• Tasks to complete:
**a.** In the passage on the founders' Reddit AMA, rewrite the text between "Their opening post" and "the other way.", inclusive, changing every "price" to "cost".
**b.** Answer these questions from the passage on the Pembient founders' Reddit AMA, one per line:
(i) On what date did the founders hold the thread?
(ii) How many rhinos did South Africa lose to poaching in 2014?
(iii) At what fraction of the market price did the founders propose to sell lab-made horns?

[Opening Selected excerpt section]

On June 22, 2015, Matthew Markus and George Bonaci sat down for an Ask Me Anything thread on Reddit's r/IAmA, two months after the spring press cluster and one week after the Fast Company piece announcing the Beijing brewery partnership. The thread drew thousands of comments and is one of the few public records of the founders speaking at length in their own voice rather than through the framing of a conservation reporter.
Their opening post lays out the case in plain terms. South Africa lost 1,215 rhinos to poaching in 2014, almost four percent of the wild population, with poaching rates rising every year since 2008. Demand was concentrated in East Asia, where rhino horn served simultaneously as traditional medicine and as a status symbol. Because supply was small and demand was great, the substance was selling for tens of thousands of dollars per kilogram. The founders identified the price itself as the engine of the crisis.
Their stated solution is unornamented and economic. Fabricate horns in a lab. Sell them at one-eighth the market price. Take the incentive away from poachers and the corruption away from the officials taking bribes to look the other way.
"We believe that animals are precious and traditions are important." --Matthew Markus & George Bonaci, Reddit AMA, June 2015
The line is significant because it stakes out a position that almost no other actor in the rhino horn debate would take publicly. The conservation NGOs were committed to the position that the demand itself was the problem, that the medicinal beliefs underlying it were illegitimate, and that the strategy was to extinguish them. Pembient took the opposite view. The thread is the clearest single source on this difference.

[Closing Selected excerpt section]
[Opening Records section]

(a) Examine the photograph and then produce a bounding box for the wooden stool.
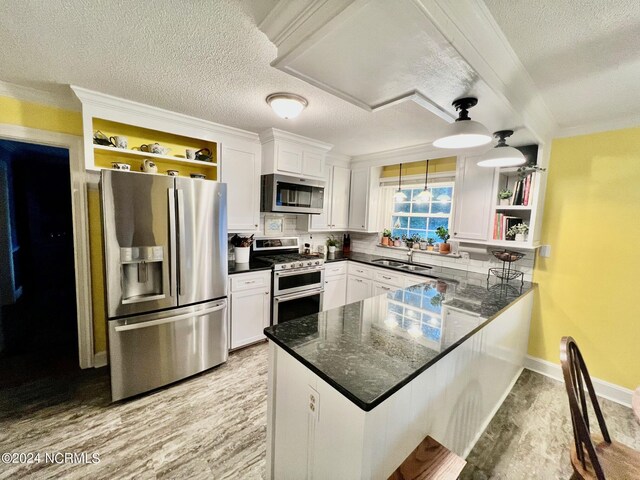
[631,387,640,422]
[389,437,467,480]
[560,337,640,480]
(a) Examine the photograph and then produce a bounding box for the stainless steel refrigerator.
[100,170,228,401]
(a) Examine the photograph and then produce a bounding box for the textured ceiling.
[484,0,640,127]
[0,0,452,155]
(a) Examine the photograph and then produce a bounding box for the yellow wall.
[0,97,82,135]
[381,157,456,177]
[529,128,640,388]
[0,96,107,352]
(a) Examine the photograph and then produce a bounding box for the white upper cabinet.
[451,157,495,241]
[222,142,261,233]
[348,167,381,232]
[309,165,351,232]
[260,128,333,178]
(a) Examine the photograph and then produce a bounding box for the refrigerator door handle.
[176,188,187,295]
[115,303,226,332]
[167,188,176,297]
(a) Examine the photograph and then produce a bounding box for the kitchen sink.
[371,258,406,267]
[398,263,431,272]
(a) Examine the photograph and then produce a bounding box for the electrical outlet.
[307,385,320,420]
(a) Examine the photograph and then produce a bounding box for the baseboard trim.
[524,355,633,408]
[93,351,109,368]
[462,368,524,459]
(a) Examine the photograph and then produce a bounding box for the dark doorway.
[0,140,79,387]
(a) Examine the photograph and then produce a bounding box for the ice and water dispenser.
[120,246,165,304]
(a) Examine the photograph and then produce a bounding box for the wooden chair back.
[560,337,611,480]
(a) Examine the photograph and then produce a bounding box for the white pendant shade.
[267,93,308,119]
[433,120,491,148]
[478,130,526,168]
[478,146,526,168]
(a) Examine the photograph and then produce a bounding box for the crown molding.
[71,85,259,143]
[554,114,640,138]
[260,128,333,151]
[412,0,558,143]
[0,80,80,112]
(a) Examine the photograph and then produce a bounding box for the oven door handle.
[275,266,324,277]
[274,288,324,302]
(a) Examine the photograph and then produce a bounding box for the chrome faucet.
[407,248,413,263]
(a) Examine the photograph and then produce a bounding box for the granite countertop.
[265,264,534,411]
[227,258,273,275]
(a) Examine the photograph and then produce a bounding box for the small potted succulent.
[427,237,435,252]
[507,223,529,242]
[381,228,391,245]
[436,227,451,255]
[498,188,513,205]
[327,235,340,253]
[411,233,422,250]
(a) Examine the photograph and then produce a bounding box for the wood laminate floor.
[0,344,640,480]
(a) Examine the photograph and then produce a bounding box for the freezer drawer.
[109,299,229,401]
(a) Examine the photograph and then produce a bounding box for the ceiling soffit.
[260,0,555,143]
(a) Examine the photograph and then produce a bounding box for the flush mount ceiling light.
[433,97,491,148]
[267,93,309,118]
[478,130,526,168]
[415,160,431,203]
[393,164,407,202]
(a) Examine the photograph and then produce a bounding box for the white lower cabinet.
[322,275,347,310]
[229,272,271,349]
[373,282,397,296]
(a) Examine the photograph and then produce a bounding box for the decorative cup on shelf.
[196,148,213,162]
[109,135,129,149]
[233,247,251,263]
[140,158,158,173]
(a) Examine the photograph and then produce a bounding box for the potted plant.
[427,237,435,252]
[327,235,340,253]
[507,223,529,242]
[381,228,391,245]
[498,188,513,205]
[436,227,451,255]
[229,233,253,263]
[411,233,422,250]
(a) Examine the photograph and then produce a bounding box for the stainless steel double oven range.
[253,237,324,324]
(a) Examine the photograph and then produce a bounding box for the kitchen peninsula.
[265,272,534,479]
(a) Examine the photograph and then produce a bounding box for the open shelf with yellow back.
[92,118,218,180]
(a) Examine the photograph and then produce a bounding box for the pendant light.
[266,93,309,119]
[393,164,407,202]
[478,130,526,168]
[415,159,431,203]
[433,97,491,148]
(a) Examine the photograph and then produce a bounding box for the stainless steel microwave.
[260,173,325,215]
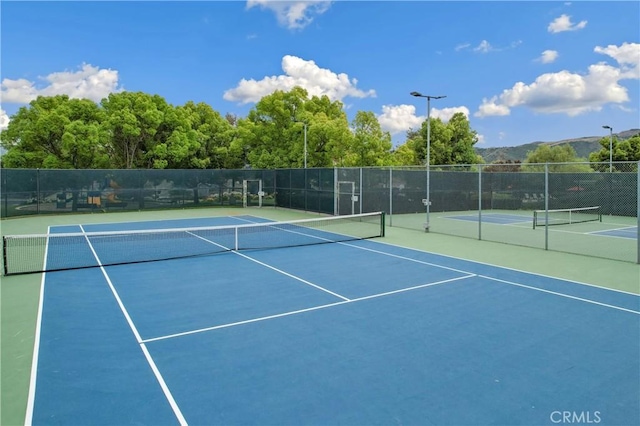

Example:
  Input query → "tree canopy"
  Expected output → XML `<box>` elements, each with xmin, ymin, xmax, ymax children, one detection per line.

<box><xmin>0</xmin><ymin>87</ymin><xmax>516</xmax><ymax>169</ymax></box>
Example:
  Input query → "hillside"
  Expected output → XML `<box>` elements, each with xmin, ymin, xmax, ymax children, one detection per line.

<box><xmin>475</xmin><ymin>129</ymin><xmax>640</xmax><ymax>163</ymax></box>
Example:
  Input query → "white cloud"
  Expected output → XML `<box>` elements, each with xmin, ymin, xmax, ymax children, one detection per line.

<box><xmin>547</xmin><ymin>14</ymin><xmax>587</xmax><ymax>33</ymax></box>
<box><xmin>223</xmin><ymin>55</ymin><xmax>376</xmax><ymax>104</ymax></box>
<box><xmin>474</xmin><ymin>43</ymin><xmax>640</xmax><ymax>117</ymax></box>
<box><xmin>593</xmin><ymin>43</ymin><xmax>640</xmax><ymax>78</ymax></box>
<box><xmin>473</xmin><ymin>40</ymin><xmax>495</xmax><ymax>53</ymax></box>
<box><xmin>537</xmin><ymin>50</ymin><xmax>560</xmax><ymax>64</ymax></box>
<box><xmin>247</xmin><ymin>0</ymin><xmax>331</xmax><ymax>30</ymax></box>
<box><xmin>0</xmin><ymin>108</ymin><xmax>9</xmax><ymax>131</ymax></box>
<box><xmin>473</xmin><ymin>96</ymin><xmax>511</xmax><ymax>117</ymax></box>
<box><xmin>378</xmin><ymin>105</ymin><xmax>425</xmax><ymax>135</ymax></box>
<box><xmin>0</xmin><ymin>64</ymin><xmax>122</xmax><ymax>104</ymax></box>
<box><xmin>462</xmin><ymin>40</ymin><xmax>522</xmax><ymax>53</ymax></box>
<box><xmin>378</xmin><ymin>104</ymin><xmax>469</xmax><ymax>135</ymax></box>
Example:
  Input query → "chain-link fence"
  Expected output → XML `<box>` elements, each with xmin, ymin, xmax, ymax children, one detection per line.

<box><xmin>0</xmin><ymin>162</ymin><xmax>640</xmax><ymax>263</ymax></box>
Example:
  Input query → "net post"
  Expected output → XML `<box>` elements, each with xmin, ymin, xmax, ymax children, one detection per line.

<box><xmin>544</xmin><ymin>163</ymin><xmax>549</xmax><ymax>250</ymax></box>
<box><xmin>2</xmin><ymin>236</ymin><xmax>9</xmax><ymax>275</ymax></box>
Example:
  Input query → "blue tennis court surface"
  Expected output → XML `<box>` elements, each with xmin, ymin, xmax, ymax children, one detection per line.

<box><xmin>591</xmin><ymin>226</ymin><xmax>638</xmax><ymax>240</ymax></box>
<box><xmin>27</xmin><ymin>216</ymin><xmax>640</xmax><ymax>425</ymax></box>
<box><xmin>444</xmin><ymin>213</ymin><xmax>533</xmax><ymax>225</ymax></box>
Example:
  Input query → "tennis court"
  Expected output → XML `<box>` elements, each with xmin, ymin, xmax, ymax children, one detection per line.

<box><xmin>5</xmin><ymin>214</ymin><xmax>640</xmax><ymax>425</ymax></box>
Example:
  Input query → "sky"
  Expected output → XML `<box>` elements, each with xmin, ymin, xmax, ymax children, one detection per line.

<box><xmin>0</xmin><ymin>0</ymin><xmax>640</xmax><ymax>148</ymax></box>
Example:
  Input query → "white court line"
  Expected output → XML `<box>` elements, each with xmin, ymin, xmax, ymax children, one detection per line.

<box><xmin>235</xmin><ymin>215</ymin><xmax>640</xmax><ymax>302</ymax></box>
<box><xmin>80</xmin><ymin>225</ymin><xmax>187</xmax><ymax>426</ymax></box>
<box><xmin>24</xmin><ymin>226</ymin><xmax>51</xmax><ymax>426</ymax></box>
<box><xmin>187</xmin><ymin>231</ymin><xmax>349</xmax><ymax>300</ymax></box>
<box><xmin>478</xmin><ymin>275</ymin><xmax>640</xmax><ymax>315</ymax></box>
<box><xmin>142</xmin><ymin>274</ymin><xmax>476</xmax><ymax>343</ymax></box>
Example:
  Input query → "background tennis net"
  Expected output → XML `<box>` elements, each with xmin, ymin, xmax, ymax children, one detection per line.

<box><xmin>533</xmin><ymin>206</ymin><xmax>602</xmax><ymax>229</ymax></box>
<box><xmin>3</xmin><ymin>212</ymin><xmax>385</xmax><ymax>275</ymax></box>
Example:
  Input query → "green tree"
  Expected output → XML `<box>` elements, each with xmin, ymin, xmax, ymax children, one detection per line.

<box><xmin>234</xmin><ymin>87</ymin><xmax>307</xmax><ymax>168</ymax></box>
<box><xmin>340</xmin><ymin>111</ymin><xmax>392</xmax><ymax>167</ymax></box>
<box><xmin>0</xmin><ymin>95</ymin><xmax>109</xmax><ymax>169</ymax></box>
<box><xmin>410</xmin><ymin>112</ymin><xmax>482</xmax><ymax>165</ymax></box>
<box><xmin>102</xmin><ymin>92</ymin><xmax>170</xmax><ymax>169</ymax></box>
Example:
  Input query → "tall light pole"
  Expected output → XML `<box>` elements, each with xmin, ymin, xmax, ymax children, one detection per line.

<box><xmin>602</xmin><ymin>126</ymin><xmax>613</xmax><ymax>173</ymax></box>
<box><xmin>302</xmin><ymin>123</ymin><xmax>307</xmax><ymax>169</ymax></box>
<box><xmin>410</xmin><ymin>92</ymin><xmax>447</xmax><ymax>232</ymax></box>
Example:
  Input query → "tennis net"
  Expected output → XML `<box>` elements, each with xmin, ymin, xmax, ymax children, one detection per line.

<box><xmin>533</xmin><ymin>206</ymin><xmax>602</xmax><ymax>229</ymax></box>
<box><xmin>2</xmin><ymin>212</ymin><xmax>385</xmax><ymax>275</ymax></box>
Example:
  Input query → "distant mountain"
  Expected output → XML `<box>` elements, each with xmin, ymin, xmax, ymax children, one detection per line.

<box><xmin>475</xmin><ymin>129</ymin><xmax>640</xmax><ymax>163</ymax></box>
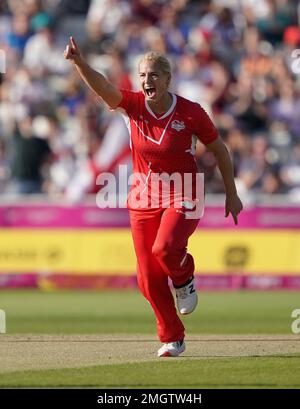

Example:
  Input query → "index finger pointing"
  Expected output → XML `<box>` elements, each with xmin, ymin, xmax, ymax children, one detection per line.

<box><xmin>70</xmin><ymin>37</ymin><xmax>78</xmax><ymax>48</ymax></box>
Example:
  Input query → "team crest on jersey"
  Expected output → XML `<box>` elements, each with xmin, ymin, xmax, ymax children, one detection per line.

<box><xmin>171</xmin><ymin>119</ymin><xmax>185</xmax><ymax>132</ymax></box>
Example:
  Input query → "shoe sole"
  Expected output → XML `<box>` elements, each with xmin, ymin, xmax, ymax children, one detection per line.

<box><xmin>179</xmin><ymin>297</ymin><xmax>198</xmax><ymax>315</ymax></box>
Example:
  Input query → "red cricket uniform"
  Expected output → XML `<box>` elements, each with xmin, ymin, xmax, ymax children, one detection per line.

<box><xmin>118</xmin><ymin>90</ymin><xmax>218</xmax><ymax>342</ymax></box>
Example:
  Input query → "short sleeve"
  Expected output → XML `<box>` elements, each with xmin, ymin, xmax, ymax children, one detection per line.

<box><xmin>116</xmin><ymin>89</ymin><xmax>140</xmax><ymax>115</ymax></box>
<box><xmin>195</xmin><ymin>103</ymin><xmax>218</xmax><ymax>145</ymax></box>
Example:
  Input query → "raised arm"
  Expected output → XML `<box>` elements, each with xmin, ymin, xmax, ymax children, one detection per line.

[Closing Records section]

• Exercise results:
**a.**
Their opening post lays out the case in plain terms. South Africa lost 1,215 rhinos to poaching in 2014, almost four percent of the wild population, with poaching rates rising every year since 2008. Demand was concentrated in East Asia, where rhino horn served simultaneously as traditional medicine and as a status symbol. Because supply was small and demand was great, the substance was selling for tens of thousands of dollars per kilogram. The founders identified the cost itself as the engine of the crisis.
Their stated solution is unornamented and economic. Fabricate horns in a lab. Sell them at one-eighth the market cost. Take the incentive away from poachers and the corruption away from the officials taking bribes to look the other way.

**b.**
(i) June 22, 2015
(ii) 1,215
(iii) One-eighth